Tables 1, 2, 3 and 4 present the features contained in these specific datasets. It is worth mentioning that the final dataset practically has the same features as the Scopus dataset, except for having the “data_source” feature, which characterizes the original dataset (arXiv, bioRxiv, medRxiv, PubMed or Scopus) of a record.
Table 1.
The metadata of articles contained in the PubMed dataset.
| Feature | Description |
| pubmed_id | The MEDLINE identifier of a manuscript. |
| doi | The DOI of a manuscript. |
| title | The title of a manuscript. |
| abstract | The abstract of a manuscript. |
| publication_date | The date of publication of a manuscript. |
| author_affil | A list of Python dictionaries that contains the authors and their affiliations’ information in a manuscript. |
| auth_keywords | A list of authors-provided keywords contained in a manuscript. |
| vehicle_name | The name of source where a manuscript was published. |
Table 2.
The features of articles contained in the Scopus dataset.
| Feature | Description |
| id | The identifier key of a manuscript. |
| doi | The DOI of a manuscript. |
| pubmed_id | The MEDLINE identifier of a manuscript. |
| title | The title of a manuscript. |
| abstract | The abstract of a manuscript. |
| publication_date | The date of publication of a manuscript. |
| citation_num | The number of citation of a manuscript. |
| language | The language of a manuscript. |
| production_type | The type of source where a manuscript was published. |
| source_type | The type of source where a manuscript was published (short version of “production_type”). |
| auth_keywords | A list of authors-provided keywords contained in a manuscript. |
| index_terms | A list of index terms (these are just one category of those Scopus provides in the web version). |
| subject_areas | The research fields or subject areas related to a manuscript. |
| authors | A list of Python dictionaries that contains the authors/researchers’ information (Scopus ID and complete name) of a manuscript. |
| affiliations | A list of Python dictionaries that contains the authors affiliations’ information (Scopus ID, name and country) of a manuscript. |
| author_affil | A list of Python dictionaries that contains the authors and their affiliations’ information (authors’ Scopus ID, authors’ complete name, affiliations’ Scopus ID, affiliations’ names and affiliations’ countries) in a manuscript. In summary, it is a combination of the “authors” and “affiliations” features. |
| vehicle_name | The name of source where a manuscript was published. |
| publisher | The publisher’s name of a manuscript. |
| issn | The ISSN belonging to the “vehicle_name”. If E-ISSN is known to Scopus, this returns both ISSN and E-ISSN in random order separated by blank space. |
| ref_count | The number of references of a manuscript. |
| references | A list of Python dictionaries that contains the references’ information (Scopus ID, title, DOI and authors) of a manuscript. |
Table 3.

* **Problem statement**: In the passage on dataset features, which feature distinguishes the final dataset from the Scopus dataset?

* **Listed records**:
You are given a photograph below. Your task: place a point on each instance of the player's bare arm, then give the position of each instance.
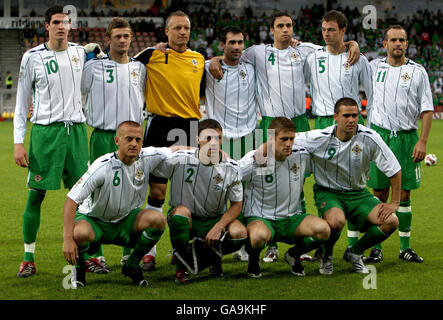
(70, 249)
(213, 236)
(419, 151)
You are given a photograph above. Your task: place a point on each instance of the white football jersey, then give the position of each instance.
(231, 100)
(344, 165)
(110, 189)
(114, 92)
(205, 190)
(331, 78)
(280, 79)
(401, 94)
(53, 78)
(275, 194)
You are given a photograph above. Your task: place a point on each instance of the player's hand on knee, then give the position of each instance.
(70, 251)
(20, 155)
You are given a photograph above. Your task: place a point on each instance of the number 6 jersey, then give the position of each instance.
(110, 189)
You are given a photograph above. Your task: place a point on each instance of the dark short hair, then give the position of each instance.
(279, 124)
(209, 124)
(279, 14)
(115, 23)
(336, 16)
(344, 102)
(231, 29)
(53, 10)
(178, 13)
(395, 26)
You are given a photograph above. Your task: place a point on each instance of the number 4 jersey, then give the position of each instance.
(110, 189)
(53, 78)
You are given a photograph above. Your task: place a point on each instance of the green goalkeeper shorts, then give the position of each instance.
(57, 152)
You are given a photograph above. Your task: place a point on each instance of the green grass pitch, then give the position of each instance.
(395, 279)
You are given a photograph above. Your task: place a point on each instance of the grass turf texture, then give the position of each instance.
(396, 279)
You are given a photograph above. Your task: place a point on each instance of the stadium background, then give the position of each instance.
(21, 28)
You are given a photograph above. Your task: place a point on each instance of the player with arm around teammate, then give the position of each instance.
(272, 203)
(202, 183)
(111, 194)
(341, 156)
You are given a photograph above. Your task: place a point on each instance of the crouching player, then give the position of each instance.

* **Exercise result**: The "data_source" feature, which characterizes the original dataset of a record (arXiv, bioRxiv, medRxiv, PubMed or Scopus).